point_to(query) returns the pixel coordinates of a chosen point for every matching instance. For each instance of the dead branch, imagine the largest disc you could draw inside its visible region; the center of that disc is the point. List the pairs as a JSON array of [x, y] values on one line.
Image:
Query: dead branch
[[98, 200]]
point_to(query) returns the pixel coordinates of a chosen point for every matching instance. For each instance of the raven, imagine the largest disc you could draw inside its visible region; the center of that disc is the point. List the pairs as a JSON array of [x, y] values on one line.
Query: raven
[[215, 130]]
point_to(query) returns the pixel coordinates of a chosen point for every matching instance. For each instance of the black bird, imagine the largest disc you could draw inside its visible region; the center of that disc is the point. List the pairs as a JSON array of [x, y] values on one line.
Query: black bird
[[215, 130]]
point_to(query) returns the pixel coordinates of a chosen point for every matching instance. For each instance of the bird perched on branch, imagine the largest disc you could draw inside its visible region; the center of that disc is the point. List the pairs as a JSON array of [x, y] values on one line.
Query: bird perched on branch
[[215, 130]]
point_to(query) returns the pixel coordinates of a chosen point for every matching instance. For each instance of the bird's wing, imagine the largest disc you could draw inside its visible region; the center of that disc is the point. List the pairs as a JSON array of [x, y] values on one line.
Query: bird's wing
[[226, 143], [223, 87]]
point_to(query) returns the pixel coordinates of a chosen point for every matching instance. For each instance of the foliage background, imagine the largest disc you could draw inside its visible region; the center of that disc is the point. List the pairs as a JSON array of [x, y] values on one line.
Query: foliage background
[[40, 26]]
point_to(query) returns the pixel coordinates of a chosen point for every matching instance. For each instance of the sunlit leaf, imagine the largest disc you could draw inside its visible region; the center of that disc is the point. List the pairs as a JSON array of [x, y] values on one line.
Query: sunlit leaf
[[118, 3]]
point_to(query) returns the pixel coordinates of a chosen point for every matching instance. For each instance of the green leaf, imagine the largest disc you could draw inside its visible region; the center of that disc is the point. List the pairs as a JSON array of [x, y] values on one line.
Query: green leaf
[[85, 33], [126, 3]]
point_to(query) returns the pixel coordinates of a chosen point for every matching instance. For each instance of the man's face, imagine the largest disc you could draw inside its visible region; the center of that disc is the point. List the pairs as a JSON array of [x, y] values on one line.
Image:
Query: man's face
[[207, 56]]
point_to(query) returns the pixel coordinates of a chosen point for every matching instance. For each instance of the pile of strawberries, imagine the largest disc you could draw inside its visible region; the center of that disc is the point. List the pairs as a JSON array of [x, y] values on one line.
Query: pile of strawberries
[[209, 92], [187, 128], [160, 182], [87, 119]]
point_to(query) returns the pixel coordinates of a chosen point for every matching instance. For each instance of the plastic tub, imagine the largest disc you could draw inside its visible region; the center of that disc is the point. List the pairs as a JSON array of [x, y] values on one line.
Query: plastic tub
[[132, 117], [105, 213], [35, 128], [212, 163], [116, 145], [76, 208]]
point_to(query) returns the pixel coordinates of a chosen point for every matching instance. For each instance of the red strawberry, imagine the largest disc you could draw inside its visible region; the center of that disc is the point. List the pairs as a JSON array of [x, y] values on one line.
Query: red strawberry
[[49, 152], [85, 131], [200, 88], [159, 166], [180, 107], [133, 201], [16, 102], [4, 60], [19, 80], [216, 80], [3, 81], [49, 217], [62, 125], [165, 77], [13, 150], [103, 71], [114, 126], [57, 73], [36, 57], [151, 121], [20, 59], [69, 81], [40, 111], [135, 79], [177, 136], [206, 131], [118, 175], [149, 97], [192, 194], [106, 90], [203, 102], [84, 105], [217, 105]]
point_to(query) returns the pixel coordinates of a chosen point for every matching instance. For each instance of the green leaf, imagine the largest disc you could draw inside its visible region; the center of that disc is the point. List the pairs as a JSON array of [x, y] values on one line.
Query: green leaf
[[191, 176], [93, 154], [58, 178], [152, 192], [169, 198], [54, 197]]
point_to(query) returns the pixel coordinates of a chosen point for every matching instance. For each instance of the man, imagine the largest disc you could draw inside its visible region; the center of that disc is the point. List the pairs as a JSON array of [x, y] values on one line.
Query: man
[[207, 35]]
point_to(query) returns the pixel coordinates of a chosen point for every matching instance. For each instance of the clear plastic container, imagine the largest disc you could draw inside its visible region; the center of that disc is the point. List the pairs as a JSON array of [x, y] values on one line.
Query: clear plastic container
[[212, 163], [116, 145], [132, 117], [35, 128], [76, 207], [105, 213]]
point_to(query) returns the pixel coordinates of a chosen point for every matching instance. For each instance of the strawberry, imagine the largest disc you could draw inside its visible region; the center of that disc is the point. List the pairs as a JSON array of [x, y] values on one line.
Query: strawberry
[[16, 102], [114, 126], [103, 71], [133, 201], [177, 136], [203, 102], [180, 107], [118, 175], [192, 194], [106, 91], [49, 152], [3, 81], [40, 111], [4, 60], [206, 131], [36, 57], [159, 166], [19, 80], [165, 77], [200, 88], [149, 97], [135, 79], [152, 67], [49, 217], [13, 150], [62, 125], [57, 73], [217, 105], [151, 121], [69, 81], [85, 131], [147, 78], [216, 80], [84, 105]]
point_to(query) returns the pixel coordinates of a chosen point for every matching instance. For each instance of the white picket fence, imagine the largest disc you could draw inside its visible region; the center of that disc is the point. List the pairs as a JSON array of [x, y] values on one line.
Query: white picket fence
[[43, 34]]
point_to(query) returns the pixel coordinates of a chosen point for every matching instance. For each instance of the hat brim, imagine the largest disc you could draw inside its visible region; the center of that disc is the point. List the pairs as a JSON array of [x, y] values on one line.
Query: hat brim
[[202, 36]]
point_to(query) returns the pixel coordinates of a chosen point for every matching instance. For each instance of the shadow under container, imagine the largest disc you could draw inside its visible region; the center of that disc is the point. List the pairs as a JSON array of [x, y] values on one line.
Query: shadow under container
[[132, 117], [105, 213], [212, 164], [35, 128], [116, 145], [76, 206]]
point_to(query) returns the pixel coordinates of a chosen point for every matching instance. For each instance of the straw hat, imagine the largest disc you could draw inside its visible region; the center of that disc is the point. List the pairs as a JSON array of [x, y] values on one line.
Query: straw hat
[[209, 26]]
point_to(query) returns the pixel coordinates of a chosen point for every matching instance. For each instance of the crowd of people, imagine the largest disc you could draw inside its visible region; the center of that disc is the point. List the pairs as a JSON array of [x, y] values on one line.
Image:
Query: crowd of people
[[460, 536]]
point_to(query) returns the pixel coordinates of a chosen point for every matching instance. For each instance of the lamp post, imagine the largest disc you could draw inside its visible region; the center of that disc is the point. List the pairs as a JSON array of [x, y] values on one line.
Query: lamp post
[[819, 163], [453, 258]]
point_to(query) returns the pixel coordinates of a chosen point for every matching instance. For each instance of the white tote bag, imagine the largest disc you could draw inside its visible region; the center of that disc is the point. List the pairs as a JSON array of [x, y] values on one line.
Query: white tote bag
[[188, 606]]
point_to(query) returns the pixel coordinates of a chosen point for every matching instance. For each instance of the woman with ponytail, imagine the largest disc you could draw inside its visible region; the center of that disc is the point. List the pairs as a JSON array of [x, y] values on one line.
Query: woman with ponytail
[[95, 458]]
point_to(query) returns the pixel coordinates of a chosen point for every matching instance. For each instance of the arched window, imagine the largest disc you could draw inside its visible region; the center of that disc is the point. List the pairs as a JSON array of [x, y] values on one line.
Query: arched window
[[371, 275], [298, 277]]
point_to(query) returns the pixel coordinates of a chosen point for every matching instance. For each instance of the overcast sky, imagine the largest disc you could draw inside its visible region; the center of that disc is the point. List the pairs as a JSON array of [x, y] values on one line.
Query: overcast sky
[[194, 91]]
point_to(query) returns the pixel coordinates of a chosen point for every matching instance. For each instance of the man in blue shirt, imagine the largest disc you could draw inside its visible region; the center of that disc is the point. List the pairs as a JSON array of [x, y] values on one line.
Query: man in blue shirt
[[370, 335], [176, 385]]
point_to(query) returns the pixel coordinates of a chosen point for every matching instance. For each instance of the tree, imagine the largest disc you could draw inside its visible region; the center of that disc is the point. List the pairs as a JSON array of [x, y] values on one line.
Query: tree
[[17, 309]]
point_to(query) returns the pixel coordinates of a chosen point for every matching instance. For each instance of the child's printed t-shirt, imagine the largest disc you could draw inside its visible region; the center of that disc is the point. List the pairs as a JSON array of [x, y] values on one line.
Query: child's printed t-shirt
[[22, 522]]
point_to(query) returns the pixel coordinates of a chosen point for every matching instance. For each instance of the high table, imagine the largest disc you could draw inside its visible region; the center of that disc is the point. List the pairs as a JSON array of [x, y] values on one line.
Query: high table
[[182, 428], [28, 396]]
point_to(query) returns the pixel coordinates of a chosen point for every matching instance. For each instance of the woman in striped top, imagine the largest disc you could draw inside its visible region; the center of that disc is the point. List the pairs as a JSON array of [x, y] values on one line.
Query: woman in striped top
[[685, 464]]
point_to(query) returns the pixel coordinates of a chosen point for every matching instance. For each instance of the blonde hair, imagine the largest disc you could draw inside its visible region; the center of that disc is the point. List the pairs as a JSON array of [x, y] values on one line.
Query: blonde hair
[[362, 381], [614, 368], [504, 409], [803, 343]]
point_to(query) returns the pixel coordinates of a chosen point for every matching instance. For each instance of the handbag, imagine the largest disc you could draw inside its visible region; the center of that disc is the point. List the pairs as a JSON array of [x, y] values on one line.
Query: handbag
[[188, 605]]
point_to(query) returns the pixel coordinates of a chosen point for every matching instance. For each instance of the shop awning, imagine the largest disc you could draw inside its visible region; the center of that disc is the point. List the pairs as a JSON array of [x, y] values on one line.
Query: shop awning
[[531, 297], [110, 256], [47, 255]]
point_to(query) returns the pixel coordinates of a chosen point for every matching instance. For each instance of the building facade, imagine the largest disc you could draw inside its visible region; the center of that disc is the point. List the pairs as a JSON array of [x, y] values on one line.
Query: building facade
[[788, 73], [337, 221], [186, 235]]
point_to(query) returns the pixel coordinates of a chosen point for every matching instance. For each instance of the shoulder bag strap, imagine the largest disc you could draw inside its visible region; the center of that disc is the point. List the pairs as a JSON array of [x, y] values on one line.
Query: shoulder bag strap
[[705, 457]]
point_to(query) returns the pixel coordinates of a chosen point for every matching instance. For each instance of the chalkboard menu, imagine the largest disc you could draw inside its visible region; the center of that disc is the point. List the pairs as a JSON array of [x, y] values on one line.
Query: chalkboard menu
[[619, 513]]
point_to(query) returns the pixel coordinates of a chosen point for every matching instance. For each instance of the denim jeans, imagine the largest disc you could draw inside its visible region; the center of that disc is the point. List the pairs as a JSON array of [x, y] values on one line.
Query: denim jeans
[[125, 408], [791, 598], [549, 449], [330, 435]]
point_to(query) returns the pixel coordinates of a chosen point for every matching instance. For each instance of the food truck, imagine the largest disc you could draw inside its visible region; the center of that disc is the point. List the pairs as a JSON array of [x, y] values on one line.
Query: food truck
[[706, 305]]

▶ _What is required_
Your answer should be the exact lines above from the one with "the tree, imagine" through the one with "the woman in", both included, and nothing besides.

▶ _Result of the exercise_
point_to(query) returns the pixel coordinates of a chosen point for every matching instance. For each instance of the tree, imagine the largest disc you could draw inside its visible region; the center of that disc is the point. List the pairs as a JSON array of [x, y] values on one line.
Query: tree
[[17, 309]]
point_to(query) returns the pixel coordinates of a chosen point for every matching instance. For each instance of the child's printed t-shirt, imagine the largest disc you could draw inside its visible region; the center of that disc is the point. List the pairs as a JSON array of [x, y] values on one line.
Query: child's printed t-shirt
[[22, 522]]
point_to(query) returns the pixel coordinates of a chosen point for every matching instance. For each instance of the high table, imagine the largest disc you could draw inside its visible region; the center of that disc is the point. List the pairs as a JSON array of [x, y] values on one line.
Query: high table
[[182, 428], [28, 396]]
point_to(query) returns the pixel coordinates of a chosen point for every matching instance. For each instance of the woman in striped top, imagine the largest disc you could draw inside its visible region; the center of that disc is the point. List the pairs as a JSON array of [x, y] values on one line.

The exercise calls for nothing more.